# Questions to answer:
A) List every form of greeting from a dog that the article on dogs kissing faces names.
B) Continue the article on whether to let a dog kiss your face, starting after its final sentence.
(Text section)
To Kiss or Not To Kiss: Should You Let Your Dog Kiss Your Face?

October 9, 2017

You just punched out of a long shift at your workplace or ran an errand for five minutes and there is no greater feeling than walking in the door upon your return to that affectionate although slobbery greeting from the four-legged member(s) of your family! Sometimes that greeting includes an ear scratch, leg bump, or a big old kiss in the form of your dogs tongue sweeping across your face! Endearing? Yes. Cute? Yes. Unsanitary? Definitely. Animal experts around the globe are in agreement on one scientifically proven fact: It is highly unsanitary for your dog to lick around your face, eyes, and nose! Dogs have been proven to carry various bacteria in their mouths that can be beneficial or non-effective to their overall health. Most of these bacteria however, are not meant to be absorbed by the human body through thin membranes such as our eyes, nose and mouth. Throughout this article, we will explore and outline the reasons why you should not let your dog kiss your face or other exposed areas such as wounds along with the potential consequences of having frequent licks from your furry companion.
(End Text section)
(Data supplied)
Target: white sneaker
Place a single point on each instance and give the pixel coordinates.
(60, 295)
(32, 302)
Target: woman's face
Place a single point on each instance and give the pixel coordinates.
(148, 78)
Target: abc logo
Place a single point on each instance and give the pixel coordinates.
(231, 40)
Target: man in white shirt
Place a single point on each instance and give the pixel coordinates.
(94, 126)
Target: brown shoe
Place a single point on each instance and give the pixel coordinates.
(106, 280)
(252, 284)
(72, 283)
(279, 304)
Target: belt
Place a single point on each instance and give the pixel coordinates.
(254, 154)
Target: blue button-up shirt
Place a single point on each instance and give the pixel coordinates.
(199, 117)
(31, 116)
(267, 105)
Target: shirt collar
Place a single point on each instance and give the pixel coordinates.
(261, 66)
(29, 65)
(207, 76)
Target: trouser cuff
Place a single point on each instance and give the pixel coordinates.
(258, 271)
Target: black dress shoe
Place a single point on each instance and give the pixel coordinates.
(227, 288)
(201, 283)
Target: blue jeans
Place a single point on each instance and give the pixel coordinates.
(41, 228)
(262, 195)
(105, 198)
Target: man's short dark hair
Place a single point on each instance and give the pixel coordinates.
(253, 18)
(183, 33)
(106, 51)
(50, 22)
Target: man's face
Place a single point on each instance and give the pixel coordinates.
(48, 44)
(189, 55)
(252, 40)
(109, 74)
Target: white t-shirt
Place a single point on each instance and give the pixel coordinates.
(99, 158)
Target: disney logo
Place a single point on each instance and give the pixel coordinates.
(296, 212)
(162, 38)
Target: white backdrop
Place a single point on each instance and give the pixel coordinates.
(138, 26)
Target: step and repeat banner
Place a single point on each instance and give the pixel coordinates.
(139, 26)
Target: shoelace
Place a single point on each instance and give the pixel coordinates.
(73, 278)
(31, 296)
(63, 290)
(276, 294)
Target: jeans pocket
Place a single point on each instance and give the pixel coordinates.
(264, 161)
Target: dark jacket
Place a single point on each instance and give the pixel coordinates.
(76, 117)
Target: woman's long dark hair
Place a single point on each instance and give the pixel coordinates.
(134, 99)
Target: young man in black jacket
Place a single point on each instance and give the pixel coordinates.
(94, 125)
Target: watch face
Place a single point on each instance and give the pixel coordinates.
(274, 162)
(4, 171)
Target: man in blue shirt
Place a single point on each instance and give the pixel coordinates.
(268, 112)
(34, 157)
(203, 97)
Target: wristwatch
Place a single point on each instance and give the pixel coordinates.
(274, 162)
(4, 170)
(End Data supplied)
# Results of the exercise:
A) ear scratch, leg bump, big old kiss

B)
Why Do Dogs Show Affection in the Form of a Kiss?

According to Ceasar Millan, licking behaviour(s) stem from ingrained personality traits bred through canines as a means of communication, bonding, grooming, or even psychological problems. Mother dogs show affection to their puppies in a variety of ways to create biological bonds and they use licking as one tool from the moment of birth. The mother dog will “wake” their puppies from their post-partum state through licks, use this method to groom puppies and even teach bathroom functions. They will also feed puppies’ solid food through regurgitation licked by the young until they can digest it on their own.

Another way kisses or licks is used as a bonding tool is when two dogs meet each other, either for the first or 1000th time. Dogs will initiate a “feeling out” period and then respond with a tense posture (when they are mistrusting or wary of each other) or an enthusiastic bark combined with a lick on either the face or other area of the opposing animal. Dogs also use these displays of affection to show submission to their pack master or to let them know they are hungry, thirsty, etc. Domestic house dogs view their owner(s) as their pack master so the ingrained behaviours are communicated in the same ways.

Dogs who show signs of excessive licking towards humans or objects can also be disguising deeper mental problems. Such issues could be separation anxiety (the fear of being alone) or being nervous in their surroundings due to noise, crowds, smells etc.

Why Not to Kiss?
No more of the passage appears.